* What you will do:
Tally how many lines in this material contain the word "target", and reply only with the count.

——

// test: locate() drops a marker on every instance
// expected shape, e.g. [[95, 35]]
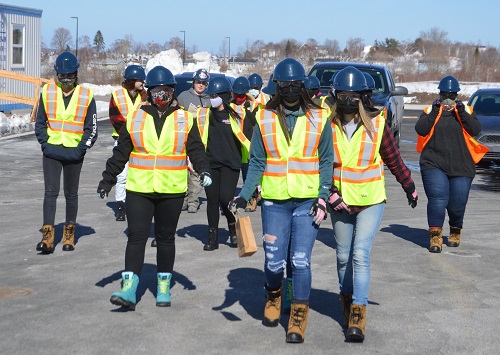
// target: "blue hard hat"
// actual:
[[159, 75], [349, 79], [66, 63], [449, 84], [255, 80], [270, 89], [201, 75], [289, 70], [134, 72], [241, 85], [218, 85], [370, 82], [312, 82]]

——

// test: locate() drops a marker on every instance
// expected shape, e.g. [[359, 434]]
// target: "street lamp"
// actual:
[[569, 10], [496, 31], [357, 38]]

——

* Your response:
2